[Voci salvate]

= = =

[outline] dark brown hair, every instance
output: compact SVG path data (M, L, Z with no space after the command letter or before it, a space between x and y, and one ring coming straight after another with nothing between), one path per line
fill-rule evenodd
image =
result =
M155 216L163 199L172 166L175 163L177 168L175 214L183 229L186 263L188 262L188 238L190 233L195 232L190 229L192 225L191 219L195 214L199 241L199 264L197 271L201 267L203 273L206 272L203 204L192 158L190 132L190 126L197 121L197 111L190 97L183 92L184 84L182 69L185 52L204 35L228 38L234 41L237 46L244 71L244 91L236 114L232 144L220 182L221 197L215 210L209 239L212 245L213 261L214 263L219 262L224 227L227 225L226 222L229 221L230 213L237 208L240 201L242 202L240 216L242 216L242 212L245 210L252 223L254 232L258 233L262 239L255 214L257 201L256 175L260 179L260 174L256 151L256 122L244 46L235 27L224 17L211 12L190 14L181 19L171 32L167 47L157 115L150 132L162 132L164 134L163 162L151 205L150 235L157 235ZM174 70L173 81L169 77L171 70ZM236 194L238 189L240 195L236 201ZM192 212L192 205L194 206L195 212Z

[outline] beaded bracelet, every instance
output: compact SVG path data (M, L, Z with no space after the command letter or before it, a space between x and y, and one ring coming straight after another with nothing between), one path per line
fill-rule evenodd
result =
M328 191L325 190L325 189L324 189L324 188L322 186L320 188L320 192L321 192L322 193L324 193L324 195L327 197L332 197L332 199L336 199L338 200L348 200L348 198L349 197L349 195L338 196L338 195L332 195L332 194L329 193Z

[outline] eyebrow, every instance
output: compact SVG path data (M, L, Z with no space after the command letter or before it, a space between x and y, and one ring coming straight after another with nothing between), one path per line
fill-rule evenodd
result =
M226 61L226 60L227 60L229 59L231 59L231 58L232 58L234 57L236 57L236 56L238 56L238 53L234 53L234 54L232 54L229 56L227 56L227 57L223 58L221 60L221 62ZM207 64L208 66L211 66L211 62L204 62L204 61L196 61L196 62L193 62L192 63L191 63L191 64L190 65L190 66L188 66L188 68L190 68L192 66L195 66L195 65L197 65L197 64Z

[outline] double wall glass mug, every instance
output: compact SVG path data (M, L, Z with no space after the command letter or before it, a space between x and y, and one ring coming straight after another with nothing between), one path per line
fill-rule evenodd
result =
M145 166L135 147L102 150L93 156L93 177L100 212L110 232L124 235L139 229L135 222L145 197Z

= = =

## Compito breve
Disponi l'intero elenco qui sopra in un CSV a due colonne, testo e risultato: ogni riga riporta un testo e la sua risposta, ciascuno in un unico campo tra virgolette, con gli a capo trasformati in spazi.

## Risposta esercizio
testo,risultato
"[outline] dark brown hair, every instance output: compact SVG path data (M, L, Z with no space after the command letter or before it, a space between x and y, and one ring coming straight after another with nothing between), one path per line fill-rule evenodd image = result =","M155 216L163 199L172 166L175 163L177 168L175 214L183 229L186 263L188 262L188 238L190 233L195 232L190 229L192 225L191 219L195 214L199 241L199 264L197 271L201 267L203 273L206 272L203 204L192 158L190 132L190 126L197 121L197 111L190 97L183 92L184 84L182 69L185 52L204 35L228 38L234 41L237 46L244 71L244 91L236 114L232 144L220 182L221 197L215 210L209 239L212 245L213 261L214 263L219 262L224 227L227 225L226 222L229 221L230 213L237 208L240 201L242 202L240 216L242 216L242 212L245 210L252 223L254 232L258 233L262 239L255 214L257 201L256 175L260 179L260 174L256 151L256 122L244 46L235 27L224 17L211 12L190 14L181 19L171 32L167 47L157 115L150 132L162 132L164 134L163 162L151 205L150 235L157 235ZM174 70L173 81L169 77L171 70ZM236 194L238 189L240 195L236 201ZM192 212L192 205L194 206L195 212Z"
"[outline] beaded bracelet, every instance output: compact SVG path data (M, L, Z with no space after the command letter or before it, a space between x and y, and one ring coming straight after another with nothing between), one path per line fill-rule evenodd result =","M328 191L325 190L325 189L324 189L324 188L322 186L320 188L320 192L321 192L322 193L324 193L324 195L327 197L332 197L332 199L336 199L338 200L348 200L348 198L349 197L349 195L338 196L338 195L332 195L332 194L329 193Z"
"[outline] eyebrow, every instance output: compact SVG path data (M, L, Z with no space after the command letter or before it, a space between x and y, and one ring coming straight after another with nothing between), one path per line fill-rule evenodd result =","M226 61L226 60L227 60L229 59L231 59L231 58L232 58L234 57L236 57L236 56L238 56L238 53L234 53L234 54L232 54L229 56L227 56L227 57L223 58L221 60L221 62ZM207 64L208 66L211 66L211 62L204 62L204 61L196 61L196 62L193 62L192 63L191 63L191 64L190 65L190 66L188 66L188 68L190 68L192 66L195 66L195 65L197 65L197 64Z"
"[outline] double wall glass mug, every instance output: compact SVG path data (M, L, Z with no space after the command letter or before it, a space between x and y, and one ring coming straight after another with nothing between), one path per line fill-rule evenodd result =","M145 166L135 147L102 150L93 156L93 177L100 212L110 232L124 235L139 229L135 222L145 197Z"